> _TEXT PASSAGE_:
▽

Good Intentions: Pledges of Aid for Postconflict Recovery
  • 2000/432 pages
  • Center on International Cooperation Studies in Multilateralism

Good Intentions:

Pledges of Aid for Postconflict Recovery

Shepard Forman and Stewart Patrick, editors
Hardcover: $57.00
ISBN: 978-1-55587-854-2
Paperback: $22.00
ISBN: 978-1-55587-879-5
This comparative study assesses the causes—and consequences—of failures to fulfill pledges of aid to postconflict societies.

In each of six case studies, the coauthors (drawn from both donor states and recipient countries), evaluate multilateral efforts to support sustainable recovery and peacebuilding in societies emerging from protracted violence. They first establish the timing, composition, and objectives of aid pledged by the donor community. They then analyze the conditions that donors placed on their assistance, the mechanisms they created to coordinate it, and donor performance in delivering it. Next, they evaluate the recipient's ability to absorb external assistance and the impact that this aid has had for reconstruction and peacebuilding goals. Finally, they assess the causes, consequences, and lessons of any gaps between pledges and disbursements. What explains shortfalls in aid disbursement? And what do these recent experiences suggest for improving the multilateral design, mobilization, and coordination of assistance to postconflict societies?

Good intentions notwithstanding, inadequate preparation, poor coordination, and lack of perseverance can threaten the recovery of vulnerable polities whose collapse would endanger regional peace and security.

Shepard Forman is founder and director of the Center on International Cooperation (CIC) at New York University. Previously, he was director of the Ford Foundation's International Affairs programs (1991-1996) and Human Rights and Governance programs (1981-1991). His most recent publication is Diagnosing America: Anthropology and Public Engagement. Stewart Patrick is on the Policy Planning staff at the US State Department and author of Multilateralism and U.S. Foreign Policy: Ambivalent Engagement.

△

> _DATASET_:
▽

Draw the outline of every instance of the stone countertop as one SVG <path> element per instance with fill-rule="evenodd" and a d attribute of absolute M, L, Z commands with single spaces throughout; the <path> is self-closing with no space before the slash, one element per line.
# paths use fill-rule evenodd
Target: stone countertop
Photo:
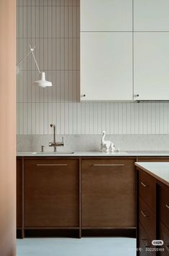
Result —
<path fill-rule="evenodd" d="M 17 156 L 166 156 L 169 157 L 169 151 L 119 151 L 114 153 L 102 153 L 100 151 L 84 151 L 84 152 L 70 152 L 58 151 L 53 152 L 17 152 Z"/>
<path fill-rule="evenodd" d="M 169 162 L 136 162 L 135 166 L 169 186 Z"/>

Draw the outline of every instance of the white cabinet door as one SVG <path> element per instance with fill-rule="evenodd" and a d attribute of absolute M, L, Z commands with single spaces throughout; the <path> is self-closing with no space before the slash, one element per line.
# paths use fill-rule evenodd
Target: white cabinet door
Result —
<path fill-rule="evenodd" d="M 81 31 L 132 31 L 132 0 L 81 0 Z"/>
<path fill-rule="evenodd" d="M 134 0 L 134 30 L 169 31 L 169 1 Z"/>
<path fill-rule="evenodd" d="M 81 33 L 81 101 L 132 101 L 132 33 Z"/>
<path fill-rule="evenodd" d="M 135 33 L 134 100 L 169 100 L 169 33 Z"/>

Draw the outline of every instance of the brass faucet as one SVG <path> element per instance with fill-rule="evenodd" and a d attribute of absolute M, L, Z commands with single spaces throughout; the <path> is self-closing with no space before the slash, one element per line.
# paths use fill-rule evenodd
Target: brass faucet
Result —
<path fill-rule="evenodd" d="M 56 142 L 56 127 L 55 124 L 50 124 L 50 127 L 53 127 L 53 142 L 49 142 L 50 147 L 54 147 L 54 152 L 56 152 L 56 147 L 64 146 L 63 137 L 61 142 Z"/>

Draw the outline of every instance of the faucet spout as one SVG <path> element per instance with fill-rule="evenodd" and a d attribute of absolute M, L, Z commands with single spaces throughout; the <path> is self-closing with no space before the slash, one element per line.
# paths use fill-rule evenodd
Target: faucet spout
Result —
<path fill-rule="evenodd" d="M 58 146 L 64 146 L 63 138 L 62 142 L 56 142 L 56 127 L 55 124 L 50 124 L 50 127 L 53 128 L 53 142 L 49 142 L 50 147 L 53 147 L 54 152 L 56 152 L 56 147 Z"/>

△
▽

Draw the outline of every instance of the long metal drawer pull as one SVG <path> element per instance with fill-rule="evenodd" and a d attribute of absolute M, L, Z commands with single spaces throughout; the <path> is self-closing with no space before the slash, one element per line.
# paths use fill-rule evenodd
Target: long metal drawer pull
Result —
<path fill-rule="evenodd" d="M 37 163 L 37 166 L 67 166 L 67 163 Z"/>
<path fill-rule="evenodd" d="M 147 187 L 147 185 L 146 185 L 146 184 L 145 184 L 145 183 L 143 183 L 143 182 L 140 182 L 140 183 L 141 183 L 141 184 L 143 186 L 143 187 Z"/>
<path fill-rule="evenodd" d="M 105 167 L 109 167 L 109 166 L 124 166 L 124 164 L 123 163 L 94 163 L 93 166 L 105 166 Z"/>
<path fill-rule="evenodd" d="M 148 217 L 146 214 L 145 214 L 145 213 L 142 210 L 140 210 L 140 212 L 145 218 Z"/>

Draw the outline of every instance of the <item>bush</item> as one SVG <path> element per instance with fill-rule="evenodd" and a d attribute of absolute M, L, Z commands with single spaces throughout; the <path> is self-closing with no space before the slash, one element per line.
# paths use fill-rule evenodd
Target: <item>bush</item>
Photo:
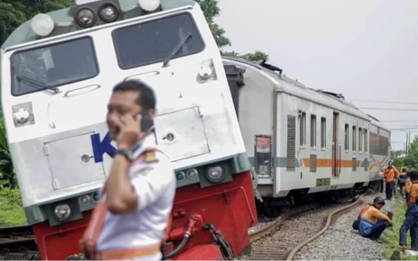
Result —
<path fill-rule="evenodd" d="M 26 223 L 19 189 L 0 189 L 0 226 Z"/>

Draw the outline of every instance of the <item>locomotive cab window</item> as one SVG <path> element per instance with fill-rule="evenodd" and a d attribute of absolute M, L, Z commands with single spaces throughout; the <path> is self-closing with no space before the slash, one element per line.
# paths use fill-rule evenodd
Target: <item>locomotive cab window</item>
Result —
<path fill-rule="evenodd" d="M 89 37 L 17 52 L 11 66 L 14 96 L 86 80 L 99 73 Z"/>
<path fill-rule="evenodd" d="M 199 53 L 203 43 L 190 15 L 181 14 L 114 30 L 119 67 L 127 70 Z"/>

△

> _TASKS TO CARRY OUT_:
(1) According to the book description, how many case studies does the volume contain?
(2) Rewrite the paragraph of the book description that begins "Shepard Forman is founder and director" as a short list, keeping its main facts.
The rows come from a separate source.

> _SOLUTION LIST_:
(1) Six.

(2)
- Shepard Forman: founder and director of the Center on International Cooperation (CIC) at New York University
- Forman was formerly director of the Ford Foundation's International Affairs programs (1991-1996) and Human Rights and Governance programs (1981-1991).
- Forman's most recent publication: Diagnosing America: Anthropology and Public Engagement
- Stewart Patrick: on the Policy Planning staff at the US State Department
- Patrick is the author of Multilateralism and U.S. Foreign Policy: Ambivalent Engagement.